#### Testo di lettura:
===============

Lo sviluppo critico di questa affermazione porta con sé, così, sia una lettura più chiara del concetto di lavoro e professione, come della figura di esso emergente dalla rivelazione, per rilevare infine la pertinenza della categoria “vocazionale” applicata a questa realtà umana. Di questo progetto svolgeremo in questo contributo solo il primo punto, rimandando alla bibliografia per successivi approfondimenti.
Per la definizione del concetto
La riflessione sulla storia e sull’evoluzione dei concetti di lavoro e professione non è certamente opera agevole[2]. Senza volere separare rigidamente i termini ed i relativi concetti è possibile riconoscere all’idea di lavoro un riferimento all’oggettivo dispendio delle energie umane nella “attività”, perché la trasformazione delle realtà naturali possa soddisfare il bisogno umano. Il riferimento alla professione porrebbe, invece, in primo piano la dimensione soggettiva, l’esplicazione, nell’opera e al di là di essa, di un modo di essere della persona e delle proprie capacità in prospettiva di autorealizzazione. A fronte di questa sintetica affermazione occorre rilevare come la centralità della categoria di lavoro per interpretare l’attuale civiltà non sembri corrispondere ad una struttura permanente dell’esperienza umana, quanto piuttosto sia da ascrivere a quel momento storico, maturatosi a cavallo dei secoli XIX-XX, contrassegnato da una forte tensione circa l’ideologia del progresso illimitato ed innescato dal massiccio utilizzo della tecnologia nella realtà del lavoro umano. Quanto oggi va profilandosi in modo sempre più preciso è una realtà più complessa che modificando l’assetto lavorativo ha portato in luce “il compito di determinare possibili valori ed impegni della libertà umana ulteriori rispetto al lavoro”[3].

===============

#### Materiale:
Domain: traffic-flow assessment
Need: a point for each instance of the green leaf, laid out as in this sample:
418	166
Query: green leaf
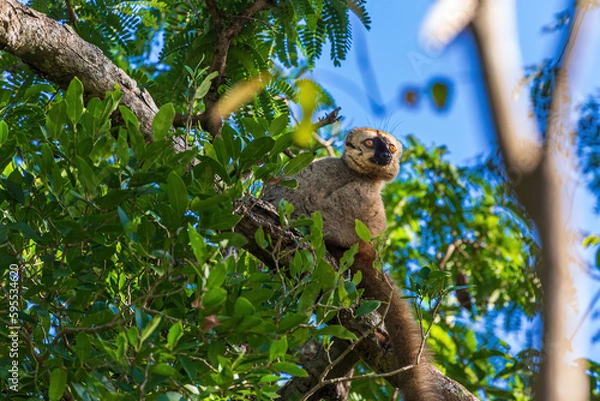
3	132
87	176
243	307
149	329
324	275
123	153
337	331
259	238
282	143
362	231
164	369
133	336
205	85
298	163
309	296
198	245
74	100
15	190
278	348
163	121
217	276
439	95
367	307
58	382
177	193
278	125
83	347
424	273
56	119
226	221
175	333
255	151
290	368
213	298
591	240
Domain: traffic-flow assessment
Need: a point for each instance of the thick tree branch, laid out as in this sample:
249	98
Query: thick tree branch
539	190
58	54
536	164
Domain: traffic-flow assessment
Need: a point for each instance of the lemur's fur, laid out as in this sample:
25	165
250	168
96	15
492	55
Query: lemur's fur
343	190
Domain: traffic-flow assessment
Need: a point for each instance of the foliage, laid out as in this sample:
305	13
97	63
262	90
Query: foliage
133	283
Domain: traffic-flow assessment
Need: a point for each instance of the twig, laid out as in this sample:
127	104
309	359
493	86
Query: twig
71	11
451	248
328	119
324	382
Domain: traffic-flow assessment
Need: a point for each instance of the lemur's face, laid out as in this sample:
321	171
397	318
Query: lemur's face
373	152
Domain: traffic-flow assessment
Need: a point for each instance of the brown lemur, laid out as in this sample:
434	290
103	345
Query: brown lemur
343	190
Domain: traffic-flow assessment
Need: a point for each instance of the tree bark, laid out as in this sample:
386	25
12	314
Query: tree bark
535	168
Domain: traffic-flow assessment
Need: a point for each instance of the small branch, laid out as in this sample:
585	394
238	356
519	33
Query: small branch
328	119
88	330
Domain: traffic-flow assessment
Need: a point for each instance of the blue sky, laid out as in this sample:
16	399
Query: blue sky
397	60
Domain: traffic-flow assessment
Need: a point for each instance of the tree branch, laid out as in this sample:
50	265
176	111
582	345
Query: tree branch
540	187
58	54
257	213
224	39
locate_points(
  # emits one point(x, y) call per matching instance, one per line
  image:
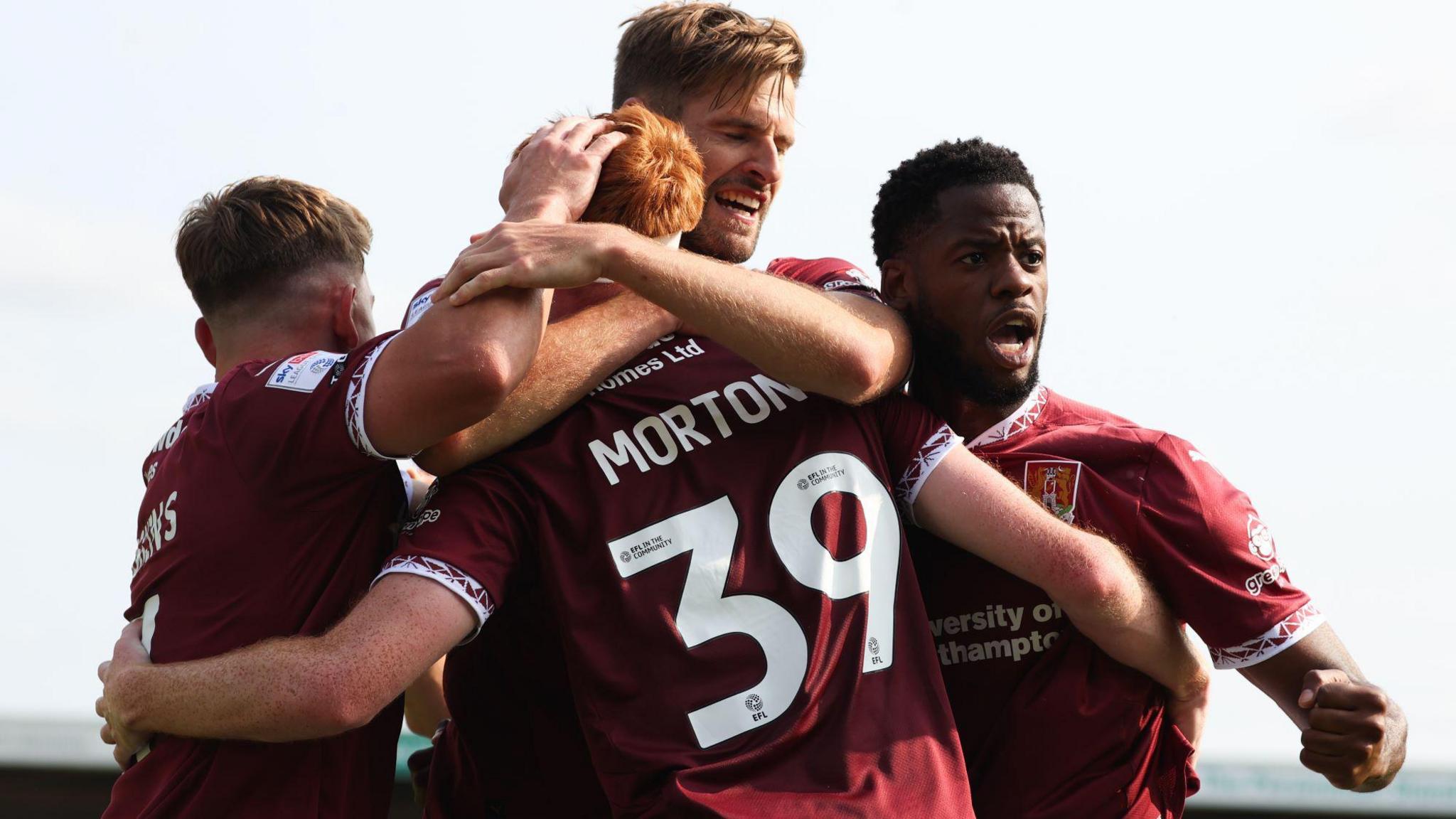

===============

#### Cosa fare:
Riporta parola per parola il passo del brano su lavoro e professione che comincia con "Lo sviluppo critico" e si chiude con "per successivi approfondimenti.".

#### Soluzione completa:
Lo sviluppo critico di questa affermazione porta con sé, così, sia una lettura più chiara del concetto di lavoro e professione, come della figura di esso emergente dalla rivelazione, per rilevare infine la pertinenza della categoria “vocazionale” applicata a questa realtà umana. Di questo progetto svolgeremo in questo contributo solo il primo punto, rimandando alla bibliografia per successivi approfondimenti.